- [ЗАДАНИЕ] Продолжите приведенный ниже отрывок воспоминаний о письмах писателя, начав сразу после его последнего предложения.

╭─ ФРАГМЕНТ ТЕКСТА

Чертовски интересно. А главное — нужно.

Помогает.

Другими глазами вижу свое… Наверное, Вам знакомо?! А мне внове.

Из мастеров дружески и умно отозвались К. Симонов, Х. М. Мугуев… (Следует сноска: “Помимо Твардовского, который, как крестный, взял на себя больше других”.) Это тоже мне надо. Очень. Т. к. подход ко мне не от бугурусланцев, а от жителей Лаврушинского или служителей ведомств — непередаваем».

Писали ему и гадости…

«Не знал, что зависть может выражаться в таких уродливых формах. А своеобразие моего положения и натуры делает очень ранимым. Тут бы надо пренебречь, а я переживаю. Вот почему Вам спасибо. Ведь я не из числа самоуверенных нахалов. А тут еще стараются сухожилия подрезать… с ехидцей!

Одно письмо из Ташкента и одно из Переделкина — и уже снят вопрос: можно ли писать (пытаться писать!) в 67 лет?!

Буду писать. Пытаюсь.

Сейчас тяготит другое.

Полуфабрикатов, задела, записок, книжечек, листков — лет на 10 – 15.

А здоровья — на половину. А из этой половины большую надо отдать делам. Только писать — не могу. Не смею, пока нужен в другом качестве.

А по себе знаете, что сколько бы ни имели папок и тетрадей — богатейшая повседневность (небывалая за 67 лет!) дает ежедневно новые, темы, мысли, ситуации, характеры…

Когда-то понравилось библейское: “Если тяжело, держитесь за ношу, которую несете!” Но сейчас ощущаешь, что раздавить может. Вернее — раздавливает.

На ногах устоять трудно».

Когда вышли в 1962 году, впервые, отдельной книгой, его «Рассказы о флоте», прислал их мне, подчеркивая, что посылает «эти прибрежные рассказы». Но мечтает «выйти в открытое море и даже — добраться до океана».

«Пересекая Атлантику, плавал в Тихом. В душе остался След.

Спохватился поздно. А так хочется успеть».

253 Болезнь его не оставляла, напротив, «осколок в култышке» был все ощутимей.

«Так как дача ничего не дала, — посылают в Крым на время московской слякоти; все с той же целью — укрепить органон перед генеральной операцией. Поеду, там видно будет. Авось смогу там закончить 1 – 2 рассказа, которые мучают. Вам бодрости, здоровья и задора. Вы еще молодой. Надо».

Я печатал в «Знамени» первую часть «Повести о том, как возникают сюжеты». В связи с этим пишет:

«Охлопков показался мозаичным. Возможно, потому, что я его не знаю. Не так воспринял, как предыдущие».

╰─
╭─ ИЗВЛЕЧЕННЫЕ ЗАПИСИ

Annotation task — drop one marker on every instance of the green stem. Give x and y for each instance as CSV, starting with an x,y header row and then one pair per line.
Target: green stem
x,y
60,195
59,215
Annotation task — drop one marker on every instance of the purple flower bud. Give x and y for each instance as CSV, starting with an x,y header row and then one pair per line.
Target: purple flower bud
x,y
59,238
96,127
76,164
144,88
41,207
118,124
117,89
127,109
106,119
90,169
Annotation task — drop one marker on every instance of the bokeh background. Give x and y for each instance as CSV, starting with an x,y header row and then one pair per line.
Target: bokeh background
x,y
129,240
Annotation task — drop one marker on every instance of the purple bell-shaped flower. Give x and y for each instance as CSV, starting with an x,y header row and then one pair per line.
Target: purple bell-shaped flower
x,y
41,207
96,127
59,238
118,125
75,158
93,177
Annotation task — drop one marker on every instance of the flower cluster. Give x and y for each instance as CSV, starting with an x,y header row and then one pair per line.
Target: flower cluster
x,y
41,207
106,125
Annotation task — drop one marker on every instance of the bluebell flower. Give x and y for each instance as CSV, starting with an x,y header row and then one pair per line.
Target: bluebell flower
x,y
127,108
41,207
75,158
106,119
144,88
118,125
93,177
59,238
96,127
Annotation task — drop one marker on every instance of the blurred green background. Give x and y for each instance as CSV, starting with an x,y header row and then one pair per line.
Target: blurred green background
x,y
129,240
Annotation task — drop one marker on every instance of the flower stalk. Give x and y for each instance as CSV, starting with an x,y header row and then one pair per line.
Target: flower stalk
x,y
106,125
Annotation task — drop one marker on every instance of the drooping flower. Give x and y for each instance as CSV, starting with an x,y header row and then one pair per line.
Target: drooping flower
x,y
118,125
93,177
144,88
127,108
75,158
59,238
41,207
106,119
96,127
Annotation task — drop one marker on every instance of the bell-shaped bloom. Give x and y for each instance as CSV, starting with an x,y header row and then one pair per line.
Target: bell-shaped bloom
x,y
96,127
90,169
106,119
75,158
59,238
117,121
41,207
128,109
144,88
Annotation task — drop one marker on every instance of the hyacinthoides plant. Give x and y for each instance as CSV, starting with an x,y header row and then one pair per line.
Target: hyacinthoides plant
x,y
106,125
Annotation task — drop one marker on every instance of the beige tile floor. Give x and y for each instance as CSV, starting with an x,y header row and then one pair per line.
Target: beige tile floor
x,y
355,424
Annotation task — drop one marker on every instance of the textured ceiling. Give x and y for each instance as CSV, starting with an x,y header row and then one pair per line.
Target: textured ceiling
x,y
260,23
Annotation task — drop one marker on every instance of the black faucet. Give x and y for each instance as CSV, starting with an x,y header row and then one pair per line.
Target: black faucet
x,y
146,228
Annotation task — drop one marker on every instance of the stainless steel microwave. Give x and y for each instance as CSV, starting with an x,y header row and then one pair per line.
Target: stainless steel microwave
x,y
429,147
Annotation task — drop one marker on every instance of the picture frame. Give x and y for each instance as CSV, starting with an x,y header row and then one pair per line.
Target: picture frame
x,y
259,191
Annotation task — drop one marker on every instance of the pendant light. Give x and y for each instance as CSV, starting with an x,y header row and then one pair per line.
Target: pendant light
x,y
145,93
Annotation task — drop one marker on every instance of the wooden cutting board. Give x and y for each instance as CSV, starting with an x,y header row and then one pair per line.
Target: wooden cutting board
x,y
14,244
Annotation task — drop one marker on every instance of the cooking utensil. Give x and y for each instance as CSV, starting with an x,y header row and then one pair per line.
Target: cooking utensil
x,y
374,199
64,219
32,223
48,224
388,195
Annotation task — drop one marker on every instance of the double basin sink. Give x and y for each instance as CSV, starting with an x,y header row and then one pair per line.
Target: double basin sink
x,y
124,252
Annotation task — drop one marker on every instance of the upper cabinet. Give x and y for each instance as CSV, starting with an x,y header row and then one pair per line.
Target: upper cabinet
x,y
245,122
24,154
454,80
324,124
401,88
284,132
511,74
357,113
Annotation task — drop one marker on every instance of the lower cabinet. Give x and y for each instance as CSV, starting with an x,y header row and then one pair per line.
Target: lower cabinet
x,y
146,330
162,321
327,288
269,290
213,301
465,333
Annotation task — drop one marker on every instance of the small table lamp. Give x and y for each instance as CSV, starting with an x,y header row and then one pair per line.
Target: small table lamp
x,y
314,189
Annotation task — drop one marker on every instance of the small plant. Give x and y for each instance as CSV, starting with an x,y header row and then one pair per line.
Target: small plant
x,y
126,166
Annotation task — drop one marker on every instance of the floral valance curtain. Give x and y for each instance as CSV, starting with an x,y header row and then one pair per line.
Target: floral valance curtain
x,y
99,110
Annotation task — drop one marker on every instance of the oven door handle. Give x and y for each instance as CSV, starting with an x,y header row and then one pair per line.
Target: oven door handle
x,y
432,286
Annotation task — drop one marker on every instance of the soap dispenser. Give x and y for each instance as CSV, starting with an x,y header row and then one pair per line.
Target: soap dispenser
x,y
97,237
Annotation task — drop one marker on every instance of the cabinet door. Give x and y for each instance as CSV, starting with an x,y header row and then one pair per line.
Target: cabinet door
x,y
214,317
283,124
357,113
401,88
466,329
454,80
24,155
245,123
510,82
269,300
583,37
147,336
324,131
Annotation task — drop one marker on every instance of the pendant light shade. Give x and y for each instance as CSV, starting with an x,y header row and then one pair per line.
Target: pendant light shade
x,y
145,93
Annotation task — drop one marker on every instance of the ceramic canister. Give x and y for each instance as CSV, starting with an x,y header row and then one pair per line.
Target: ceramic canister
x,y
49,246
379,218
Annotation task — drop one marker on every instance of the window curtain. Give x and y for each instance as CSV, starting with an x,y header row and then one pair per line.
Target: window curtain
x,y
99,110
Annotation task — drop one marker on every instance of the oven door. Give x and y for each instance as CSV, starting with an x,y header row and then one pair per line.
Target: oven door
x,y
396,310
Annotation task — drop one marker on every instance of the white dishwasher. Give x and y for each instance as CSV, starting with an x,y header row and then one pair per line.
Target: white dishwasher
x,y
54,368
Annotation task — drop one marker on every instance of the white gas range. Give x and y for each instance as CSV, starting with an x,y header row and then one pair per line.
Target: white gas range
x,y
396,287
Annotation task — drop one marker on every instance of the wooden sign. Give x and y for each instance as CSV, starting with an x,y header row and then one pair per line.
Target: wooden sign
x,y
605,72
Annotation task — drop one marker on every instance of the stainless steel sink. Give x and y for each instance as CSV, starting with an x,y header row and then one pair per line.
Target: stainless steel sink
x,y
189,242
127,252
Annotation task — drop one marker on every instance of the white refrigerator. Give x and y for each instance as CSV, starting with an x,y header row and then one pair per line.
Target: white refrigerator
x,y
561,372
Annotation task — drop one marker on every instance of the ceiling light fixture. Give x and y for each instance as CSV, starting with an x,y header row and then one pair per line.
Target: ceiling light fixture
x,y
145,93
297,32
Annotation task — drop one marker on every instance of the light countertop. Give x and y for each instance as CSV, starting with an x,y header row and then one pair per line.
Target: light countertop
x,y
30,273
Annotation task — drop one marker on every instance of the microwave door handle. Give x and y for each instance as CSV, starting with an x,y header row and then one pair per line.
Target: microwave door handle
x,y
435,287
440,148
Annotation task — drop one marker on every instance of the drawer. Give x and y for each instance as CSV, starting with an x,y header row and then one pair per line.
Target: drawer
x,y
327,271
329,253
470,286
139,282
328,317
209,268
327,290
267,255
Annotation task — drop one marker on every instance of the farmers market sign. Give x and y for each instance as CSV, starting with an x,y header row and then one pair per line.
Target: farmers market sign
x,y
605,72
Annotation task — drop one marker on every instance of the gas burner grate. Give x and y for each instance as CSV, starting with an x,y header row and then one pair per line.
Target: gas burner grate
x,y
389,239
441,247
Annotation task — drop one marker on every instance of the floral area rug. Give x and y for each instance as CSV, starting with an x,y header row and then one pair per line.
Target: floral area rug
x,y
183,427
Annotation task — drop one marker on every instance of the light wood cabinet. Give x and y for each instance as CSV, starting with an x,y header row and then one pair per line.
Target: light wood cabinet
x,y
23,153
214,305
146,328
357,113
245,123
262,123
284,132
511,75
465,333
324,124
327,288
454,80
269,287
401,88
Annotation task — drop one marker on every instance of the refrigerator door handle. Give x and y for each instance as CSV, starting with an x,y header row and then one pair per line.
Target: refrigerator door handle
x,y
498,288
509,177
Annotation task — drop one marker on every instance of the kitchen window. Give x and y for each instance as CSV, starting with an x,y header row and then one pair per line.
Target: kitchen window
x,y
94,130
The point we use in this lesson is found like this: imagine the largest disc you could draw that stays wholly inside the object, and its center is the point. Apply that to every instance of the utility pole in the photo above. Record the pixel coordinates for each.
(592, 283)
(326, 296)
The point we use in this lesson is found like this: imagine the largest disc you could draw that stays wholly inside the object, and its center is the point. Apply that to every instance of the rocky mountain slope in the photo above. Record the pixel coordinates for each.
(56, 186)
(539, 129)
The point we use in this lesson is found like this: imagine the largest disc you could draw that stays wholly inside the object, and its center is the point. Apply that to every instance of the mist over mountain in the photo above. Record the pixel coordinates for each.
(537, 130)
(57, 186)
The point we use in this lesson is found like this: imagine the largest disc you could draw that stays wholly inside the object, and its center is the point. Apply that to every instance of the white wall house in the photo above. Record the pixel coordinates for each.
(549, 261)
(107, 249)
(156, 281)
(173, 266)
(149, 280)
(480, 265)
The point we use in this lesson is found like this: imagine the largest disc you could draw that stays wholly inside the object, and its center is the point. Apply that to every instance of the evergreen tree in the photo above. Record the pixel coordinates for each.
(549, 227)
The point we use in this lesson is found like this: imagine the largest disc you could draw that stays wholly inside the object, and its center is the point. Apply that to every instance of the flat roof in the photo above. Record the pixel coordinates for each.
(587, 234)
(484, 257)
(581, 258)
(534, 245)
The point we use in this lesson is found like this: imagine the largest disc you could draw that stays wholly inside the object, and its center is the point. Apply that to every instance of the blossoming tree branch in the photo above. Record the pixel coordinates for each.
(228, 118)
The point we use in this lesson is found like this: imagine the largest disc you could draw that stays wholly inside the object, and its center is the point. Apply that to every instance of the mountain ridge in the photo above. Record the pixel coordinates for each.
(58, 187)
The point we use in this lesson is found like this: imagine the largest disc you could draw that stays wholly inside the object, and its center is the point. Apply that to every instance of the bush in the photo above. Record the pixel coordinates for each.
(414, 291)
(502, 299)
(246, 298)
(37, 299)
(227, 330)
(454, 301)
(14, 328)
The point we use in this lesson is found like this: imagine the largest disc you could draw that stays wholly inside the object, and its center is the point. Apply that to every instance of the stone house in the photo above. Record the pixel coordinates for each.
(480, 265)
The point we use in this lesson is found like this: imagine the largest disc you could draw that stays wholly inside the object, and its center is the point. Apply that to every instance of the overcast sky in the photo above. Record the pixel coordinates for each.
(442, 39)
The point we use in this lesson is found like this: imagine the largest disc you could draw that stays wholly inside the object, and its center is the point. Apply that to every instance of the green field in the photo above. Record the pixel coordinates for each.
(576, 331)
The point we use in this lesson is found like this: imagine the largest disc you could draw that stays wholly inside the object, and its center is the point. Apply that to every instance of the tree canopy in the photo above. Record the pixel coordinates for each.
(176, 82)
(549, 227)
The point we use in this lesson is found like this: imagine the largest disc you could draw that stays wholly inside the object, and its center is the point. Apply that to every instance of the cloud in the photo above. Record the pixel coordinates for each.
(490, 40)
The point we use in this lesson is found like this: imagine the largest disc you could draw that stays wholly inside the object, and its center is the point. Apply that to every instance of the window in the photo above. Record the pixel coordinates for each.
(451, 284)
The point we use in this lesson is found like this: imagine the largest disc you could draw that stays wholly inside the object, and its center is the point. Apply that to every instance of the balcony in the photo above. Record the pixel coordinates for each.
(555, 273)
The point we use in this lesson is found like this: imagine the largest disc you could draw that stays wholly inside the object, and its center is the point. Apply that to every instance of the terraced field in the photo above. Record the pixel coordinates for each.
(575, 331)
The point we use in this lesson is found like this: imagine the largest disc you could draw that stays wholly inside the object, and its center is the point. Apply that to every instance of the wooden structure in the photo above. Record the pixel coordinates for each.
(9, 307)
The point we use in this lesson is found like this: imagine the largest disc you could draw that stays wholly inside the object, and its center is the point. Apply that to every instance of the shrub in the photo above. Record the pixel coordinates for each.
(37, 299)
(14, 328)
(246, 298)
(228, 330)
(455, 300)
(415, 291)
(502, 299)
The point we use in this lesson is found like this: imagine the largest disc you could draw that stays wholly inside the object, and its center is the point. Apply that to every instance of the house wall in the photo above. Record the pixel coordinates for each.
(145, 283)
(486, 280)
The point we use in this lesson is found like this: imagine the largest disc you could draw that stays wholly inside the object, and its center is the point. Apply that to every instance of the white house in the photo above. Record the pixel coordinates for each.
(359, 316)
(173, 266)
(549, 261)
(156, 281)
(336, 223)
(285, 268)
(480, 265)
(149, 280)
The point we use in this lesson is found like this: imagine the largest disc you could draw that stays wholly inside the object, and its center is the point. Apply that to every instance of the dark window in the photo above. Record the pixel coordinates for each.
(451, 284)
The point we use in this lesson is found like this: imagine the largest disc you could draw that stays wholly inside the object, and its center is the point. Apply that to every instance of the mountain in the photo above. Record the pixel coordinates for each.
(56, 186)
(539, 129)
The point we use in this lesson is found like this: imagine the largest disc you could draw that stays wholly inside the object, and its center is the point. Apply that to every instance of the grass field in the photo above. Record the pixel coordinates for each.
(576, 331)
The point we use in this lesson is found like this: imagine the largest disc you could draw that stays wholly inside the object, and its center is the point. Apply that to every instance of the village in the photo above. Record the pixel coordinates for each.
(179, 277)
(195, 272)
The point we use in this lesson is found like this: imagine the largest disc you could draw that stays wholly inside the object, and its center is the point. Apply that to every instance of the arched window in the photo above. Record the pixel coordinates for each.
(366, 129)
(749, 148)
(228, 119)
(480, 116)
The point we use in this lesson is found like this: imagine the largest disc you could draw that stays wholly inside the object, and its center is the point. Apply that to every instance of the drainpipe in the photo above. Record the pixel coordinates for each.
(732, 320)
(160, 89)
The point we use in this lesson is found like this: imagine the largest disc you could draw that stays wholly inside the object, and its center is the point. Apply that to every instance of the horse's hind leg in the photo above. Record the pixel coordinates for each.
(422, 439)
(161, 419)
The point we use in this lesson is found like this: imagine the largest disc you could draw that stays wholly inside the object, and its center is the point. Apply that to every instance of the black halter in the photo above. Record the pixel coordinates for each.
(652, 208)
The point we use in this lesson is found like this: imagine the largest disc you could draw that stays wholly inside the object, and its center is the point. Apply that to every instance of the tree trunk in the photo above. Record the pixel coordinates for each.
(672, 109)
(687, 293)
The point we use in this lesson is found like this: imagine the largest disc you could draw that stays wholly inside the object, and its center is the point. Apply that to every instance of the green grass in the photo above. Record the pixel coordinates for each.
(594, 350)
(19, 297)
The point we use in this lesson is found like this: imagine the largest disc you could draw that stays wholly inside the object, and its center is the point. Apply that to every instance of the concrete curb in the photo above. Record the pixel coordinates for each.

╰─

- [РЕЗУЛЬТАТ ВЫПОЛНЕНИЯ]
Я писал тогда о гостинице «Астория», и он шутливо комментирует: «При встрече сознаюсь Вам, что имел № в Астории до 24 октября. Приезжал редко, помыться. Выпить. Некий (ныне высокий пост!) за то, что я помог выбраться из города (а помог с чистой душой, т. к. он там никому не был нужен и от безделья терзался страхами), после отлета прислал через адм-ю — ящик потрясающего мальтийского зелья, очевидно изъятого из таможни. Швырнуть вслед — было поздно. Поэтому, смакуя, принимал как снотворное.

Вот почему Ваша “Астория” мне по-особому близка. Тень Абрамовича-Блека являлась тоже».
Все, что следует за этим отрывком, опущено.